─── Exercise data ───

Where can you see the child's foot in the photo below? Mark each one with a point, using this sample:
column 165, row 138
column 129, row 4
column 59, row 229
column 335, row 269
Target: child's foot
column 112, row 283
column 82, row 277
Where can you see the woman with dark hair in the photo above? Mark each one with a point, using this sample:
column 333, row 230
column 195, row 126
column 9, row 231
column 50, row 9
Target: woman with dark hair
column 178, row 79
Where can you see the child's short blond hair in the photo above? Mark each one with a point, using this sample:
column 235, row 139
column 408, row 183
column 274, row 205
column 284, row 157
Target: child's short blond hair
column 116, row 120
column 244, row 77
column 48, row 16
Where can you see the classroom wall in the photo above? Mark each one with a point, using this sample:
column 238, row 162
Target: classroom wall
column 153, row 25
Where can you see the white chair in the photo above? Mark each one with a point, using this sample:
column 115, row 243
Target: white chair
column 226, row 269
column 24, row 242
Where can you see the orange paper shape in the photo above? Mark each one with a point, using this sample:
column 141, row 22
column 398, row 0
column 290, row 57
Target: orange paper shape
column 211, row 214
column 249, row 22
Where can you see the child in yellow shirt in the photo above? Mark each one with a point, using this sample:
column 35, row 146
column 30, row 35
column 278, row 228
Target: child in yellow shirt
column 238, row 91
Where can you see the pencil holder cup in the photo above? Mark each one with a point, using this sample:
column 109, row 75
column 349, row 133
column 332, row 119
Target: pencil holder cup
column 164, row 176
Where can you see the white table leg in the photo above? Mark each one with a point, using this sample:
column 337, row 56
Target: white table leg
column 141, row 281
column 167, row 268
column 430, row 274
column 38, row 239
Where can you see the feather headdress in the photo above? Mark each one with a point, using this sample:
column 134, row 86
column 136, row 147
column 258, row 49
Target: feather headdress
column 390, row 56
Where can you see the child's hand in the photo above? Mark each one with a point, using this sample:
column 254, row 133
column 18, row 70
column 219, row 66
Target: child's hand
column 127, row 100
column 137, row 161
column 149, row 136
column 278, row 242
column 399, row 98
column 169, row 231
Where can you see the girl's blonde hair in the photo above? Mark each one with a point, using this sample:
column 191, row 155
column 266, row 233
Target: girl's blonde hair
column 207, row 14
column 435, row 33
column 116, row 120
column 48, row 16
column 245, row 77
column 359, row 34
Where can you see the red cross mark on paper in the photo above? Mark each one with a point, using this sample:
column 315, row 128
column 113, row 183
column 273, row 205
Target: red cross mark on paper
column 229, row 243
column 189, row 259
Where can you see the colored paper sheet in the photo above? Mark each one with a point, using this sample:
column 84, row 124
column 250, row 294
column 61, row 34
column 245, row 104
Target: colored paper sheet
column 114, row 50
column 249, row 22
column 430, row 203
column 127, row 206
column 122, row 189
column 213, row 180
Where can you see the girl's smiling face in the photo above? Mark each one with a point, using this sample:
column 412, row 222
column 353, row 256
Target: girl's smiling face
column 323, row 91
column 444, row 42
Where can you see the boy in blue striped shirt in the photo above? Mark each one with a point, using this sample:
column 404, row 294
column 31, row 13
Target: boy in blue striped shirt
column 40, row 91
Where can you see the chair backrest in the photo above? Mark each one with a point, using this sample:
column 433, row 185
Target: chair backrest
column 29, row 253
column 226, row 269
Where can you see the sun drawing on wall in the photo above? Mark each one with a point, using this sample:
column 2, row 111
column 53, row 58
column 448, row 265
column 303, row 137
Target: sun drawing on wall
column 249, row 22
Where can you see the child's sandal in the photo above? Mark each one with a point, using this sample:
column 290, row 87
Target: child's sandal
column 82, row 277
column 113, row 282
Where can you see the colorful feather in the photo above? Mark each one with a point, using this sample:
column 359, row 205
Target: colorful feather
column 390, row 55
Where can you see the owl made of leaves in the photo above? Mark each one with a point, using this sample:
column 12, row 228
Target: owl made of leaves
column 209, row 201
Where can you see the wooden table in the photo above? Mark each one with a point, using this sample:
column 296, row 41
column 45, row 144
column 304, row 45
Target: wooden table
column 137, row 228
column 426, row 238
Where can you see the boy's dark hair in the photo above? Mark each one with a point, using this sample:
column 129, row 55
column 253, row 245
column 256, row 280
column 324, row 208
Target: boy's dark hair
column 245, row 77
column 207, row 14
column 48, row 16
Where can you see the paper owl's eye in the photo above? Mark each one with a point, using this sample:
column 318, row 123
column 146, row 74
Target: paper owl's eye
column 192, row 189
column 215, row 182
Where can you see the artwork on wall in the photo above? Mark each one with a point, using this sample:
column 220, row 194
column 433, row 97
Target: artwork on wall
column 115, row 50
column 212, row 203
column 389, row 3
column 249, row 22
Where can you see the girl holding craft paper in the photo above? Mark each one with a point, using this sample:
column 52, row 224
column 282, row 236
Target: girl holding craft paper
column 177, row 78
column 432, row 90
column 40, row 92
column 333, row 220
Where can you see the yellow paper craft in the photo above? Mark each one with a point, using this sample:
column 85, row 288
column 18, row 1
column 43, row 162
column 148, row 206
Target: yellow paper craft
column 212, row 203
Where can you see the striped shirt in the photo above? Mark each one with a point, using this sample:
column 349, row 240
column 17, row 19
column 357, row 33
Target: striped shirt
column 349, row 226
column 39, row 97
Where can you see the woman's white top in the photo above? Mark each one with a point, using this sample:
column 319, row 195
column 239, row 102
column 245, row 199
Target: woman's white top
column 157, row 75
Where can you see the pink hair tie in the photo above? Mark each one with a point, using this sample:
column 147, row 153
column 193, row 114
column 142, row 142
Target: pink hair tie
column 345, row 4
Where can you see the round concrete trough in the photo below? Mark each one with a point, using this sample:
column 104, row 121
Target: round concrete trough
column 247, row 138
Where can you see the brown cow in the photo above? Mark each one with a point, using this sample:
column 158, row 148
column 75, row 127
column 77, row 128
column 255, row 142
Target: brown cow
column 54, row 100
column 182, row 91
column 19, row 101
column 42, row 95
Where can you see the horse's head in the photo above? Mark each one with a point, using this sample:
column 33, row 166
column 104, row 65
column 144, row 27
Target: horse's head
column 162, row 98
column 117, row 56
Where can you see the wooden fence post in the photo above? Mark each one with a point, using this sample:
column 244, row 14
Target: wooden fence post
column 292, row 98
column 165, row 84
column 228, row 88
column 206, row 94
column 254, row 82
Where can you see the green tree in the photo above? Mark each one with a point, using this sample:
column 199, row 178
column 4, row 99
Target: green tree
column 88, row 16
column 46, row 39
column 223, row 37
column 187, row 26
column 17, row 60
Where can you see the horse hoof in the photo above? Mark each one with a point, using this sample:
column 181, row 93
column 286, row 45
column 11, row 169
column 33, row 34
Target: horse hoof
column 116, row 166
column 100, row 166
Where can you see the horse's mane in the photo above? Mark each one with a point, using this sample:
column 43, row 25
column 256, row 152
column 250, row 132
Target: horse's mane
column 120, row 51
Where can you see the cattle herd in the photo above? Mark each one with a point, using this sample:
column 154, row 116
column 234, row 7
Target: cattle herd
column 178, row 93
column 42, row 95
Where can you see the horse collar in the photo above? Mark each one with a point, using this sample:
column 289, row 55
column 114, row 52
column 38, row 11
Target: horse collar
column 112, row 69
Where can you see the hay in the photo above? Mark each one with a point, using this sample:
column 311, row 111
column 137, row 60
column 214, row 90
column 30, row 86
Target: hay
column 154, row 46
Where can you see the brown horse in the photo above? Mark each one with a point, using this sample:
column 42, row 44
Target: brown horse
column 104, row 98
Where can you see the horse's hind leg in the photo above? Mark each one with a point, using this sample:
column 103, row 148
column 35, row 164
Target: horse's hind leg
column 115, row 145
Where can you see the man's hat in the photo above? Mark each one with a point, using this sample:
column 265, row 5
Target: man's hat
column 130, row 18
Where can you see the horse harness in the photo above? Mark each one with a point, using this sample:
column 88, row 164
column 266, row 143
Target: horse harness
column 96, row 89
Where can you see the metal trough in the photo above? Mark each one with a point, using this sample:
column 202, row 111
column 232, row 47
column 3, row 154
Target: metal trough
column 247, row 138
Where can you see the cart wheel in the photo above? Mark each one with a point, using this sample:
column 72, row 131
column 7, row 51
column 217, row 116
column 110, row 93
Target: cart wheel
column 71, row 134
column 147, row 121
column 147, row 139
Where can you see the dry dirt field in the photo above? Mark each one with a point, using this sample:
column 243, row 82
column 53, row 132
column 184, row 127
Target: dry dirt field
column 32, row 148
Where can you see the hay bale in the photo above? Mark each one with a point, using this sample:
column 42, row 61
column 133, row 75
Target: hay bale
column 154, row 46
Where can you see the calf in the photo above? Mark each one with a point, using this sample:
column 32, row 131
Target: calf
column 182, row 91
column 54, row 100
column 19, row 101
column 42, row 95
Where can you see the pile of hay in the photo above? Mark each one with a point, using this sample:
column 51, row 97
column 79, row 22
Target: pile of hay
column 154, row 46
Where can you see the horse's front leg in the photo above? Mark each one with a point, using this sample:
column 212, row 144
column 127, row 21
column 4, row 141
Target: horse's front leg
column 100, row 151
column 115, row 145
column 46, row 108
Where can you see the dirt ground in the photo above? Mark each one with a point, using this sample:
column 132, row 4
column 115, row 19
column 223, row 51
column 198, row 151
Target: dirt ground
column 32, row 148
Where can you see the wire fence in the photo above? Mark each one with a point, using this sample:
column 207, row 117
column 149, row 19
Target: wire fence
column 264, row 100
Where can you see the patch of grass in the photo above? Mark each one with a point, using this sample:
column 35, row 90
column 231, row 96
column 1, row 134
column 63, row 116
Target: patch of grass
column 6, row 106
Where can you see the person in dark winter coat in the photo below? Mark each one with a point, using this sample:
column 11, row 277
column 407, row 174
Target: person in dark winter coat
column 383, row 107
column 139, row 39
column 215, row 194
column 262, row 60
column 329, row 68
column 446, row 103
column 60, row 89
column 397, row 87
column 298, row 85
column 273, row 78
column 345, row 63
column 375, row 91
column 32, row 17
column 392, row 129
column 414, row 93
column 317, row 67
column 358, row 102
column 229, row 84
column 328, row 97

───

• [What this task involves] Give back exactly the lines from the one containing "Where can you see the wire" to the end of the material, both ends included.

• [Result below]
Where can you see the wire fence in the photo above? Mark each one with a point, using this sample:
column 207, row 117
column 149, row 19
Target: wire fence
column 264, row 100
Where can you see the patch of grass in the photo above? Mark each one with a point, using this sample:
column 35, row 90
column 231, row 96
column 1, row 134
column 63, row 116
Target: patch of grass
column 6, row 106
Where can you see the person in dark winter coat in the photo below? Mark each one with a point, using this sample:
column 11, row 277
column 407, row 174
Target: person in dark winter coat
column 383, row 107
column 139, row 39
column 215, row 194
column 262, row 60
column 329, row 68
column 446, row 103
column 60, row 89
column 397, row 87
column 298, row 85
column 273, row 78
column 345, row 63
column 375, row 91
column 32, row 17
column 392, row 129
column 414, row 93
column 317, row 67
column 358, row 102
column 229, row 84
column 328, row 97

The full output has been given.